Extract every line of the material below and reproduce each one word for word, changing nothing.

== DATASET RECORDS

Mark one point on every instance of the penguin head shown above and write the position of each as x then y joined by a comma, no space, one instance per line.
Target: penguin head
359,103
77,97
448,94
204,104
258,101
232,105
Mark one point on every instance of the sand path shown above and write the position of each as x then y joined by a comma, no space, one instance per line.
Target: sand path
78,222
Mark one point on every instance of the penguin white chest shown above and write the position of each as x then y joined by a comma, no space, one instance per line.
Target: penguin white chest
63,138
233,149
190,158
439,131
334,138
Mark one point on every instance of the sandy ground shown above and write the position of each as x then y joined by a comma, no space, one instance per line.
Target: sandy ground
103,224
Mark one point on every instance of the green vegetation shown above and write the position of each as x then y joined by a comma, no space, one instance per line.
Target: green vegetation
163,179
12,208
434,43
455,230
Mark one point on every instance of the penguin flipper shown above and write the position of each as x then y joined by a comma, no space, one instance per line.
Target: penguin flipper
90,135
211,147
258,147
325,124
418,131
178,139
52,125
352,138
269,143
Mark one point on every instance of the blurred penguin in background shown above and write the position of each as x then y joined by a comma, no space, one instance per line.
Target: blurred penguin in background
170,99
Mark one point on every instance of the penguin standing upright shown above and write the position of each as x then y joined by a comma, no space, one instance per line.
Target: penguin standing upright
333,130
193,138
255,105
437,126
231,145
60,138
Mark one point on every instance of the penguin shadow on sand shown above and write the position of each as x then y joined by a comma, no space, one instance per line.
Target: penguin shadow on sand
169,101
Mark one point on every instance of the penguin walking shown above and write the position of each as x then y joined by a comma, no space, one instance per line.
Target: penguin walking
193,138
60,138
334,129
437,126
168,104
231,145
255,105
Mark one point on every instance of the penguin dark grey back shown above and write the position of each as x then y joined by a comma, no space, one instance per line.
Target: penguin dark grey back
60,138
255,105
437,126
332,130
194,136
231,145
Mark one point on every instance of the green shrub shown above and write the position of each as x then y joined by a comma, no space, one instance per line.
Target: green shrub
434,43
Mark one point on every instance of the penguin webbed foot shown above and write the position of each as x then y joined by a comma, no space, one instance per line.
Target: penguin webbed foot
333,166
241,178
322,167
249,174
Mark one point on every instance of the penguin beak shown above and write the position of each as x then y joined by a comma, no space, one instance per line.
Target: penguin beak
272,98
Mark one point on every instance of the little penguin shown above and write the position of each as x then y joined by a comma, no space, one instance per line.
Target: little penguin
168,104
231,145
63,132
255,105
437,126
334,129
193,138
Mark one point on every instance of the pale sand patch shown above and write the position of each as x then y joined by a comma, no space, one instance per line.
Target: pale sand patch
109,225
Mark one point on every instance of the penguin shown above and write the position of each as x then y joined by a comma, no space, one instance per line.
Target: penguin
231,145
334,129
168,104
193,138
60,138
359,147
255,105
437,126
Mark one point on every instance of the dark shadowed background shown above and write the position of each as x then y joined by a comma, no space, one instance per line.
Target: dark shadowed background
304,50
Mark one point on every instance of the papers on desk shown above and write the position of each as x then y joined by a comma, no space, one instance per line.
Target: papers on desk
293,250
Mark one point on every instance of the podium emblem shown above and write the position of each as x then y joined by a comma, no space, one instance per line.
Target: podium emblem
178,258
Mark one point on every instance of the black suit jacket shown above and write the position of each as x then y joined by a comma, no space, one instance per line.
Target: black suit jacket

====

**SOLUTION TO THIS PROBLEM:**
Mark one point on every instance of the penguin head shown above and write the position of each as x then y joined by a comma, no space, one instance per line.
Target: penguin head
359,103
77,97
448,94
204,104
258,101
232,105
Mark one point on every instance of the sand path shown above and write the position of each as x then y joined by a comma, no space, one instance per line.
Target: sand path
78,222
Mark one point on every instance of the penguin white chest shown above and write the position of each as x then y joined by a comma, no space, one instance per line.
Target: penguin white chest
63,138
233,149
190,158
439,131
334,138
Mark one point on every instance of the sandy ground shown above and write the position of each as x then y joined by a comma, no space, one instance per line.
Target: sandy ground
103,224
Mark one point on every instance of the green vegetation shown above and write the position of each as x then y joined by a comma, no space, one instance per line.
Target: green vegetation
163,179
12,208
434,43
455,230
Mark one point on every instance of the penguin flipper shown above and write the position of each as x then y joined by a comma, no space, one instance per line.
Target: penguin flipper
90,135
211,147
258,147
325,124
418,131
178,139
52,125
352,138
269,143
Mark one point on every instance of the blurred penguin in background shown above and write the position of each as x then y joined by a comma, no space, one instance per line.
Target: blurred penguin in background
170,99
Mark one point on every instance of the penguin standing upright shown above and write the position of each as x then y joined by a comma, no space, one instance per line.
Target: penguin standing upright
333,130
193,138
255,105
437,126
231,145
60,138
Mark one point on every instance of the penguin shadow on sand shown above and write the position of each as x then y joined by a comma, no space, one instance per line.
Target: penguin shadow on sand
169,101
Mark one point on every instance of the penguin walking shown above and write the position of each as x then y joined by a comma, no space, one instance per line.
Target: penguin walking
193,138
60,138
334,129
437,126
168,104
231,145
255,105
Mark one point on every instance of the penguin dark grey back shown above and write the position of each as x then y joined by a comma, no space, one instance per line.
Target: penguin dark grey back
60,138
255,105
437,126
332,130
194,136
231,145
Mark one point on every instance of the green shrub shown above and write the position of each as x then y joined by a comma, no space, one instance per line.
Target: green shrub
434,43
Mark one point on every instance of the penguin webbed foot shown above and write the position of each as x then y joined by a comma, no space, one instance per line.
Target: penguin webbed foot
333,166
241,178
322,167
249,174
Mark one point on every instance of the penguin beak shown above and write the position of each as x then y joined by a comma, no space, one instance per line.
Target: penguin beak
272,98
Mark one point on every instance of the little penguin shown above and write the position of each as x then y joined by a comma, no space, one instance per line.
Target: little penguin
168,104
231,145
63,132
255,105
437,126
334,129
193,138
Mark one point on every instance of the pale sand patch shown above and write the position of each as x then y joined by a comma, no space, one instance per line.
Target: pale sand patch
109,225
Mark one point on every instance of the penguin shown above and write the position of each as x then y joined by a comma, no space, one instance per line.
Target: penguin
231,145
334,129
168,104
193,138
60,138
359,147
255,105
437,126
Mark one point on every instance of the dark shadowed background shown above and write the position of each as x then y joined by a comma, no space, one instance per line.
Target: dark shadowed background
304,50
Mark one point on every instance of the papers on desk shown above and write the position of each as x then y joined by a comma, no space, one instance per line.
Target: papers on desk
293,250
Mark one point on every instance of the podium emblem shown above and write the position of each as x then y joined by a comma, no space, one instance per line.
Target: podium emblem
178,258
Mark one point on every instance of the black suit jacket shown above and write the position of each as x then y joined by a comma, no space, one instance per line.
Target: black suit jacket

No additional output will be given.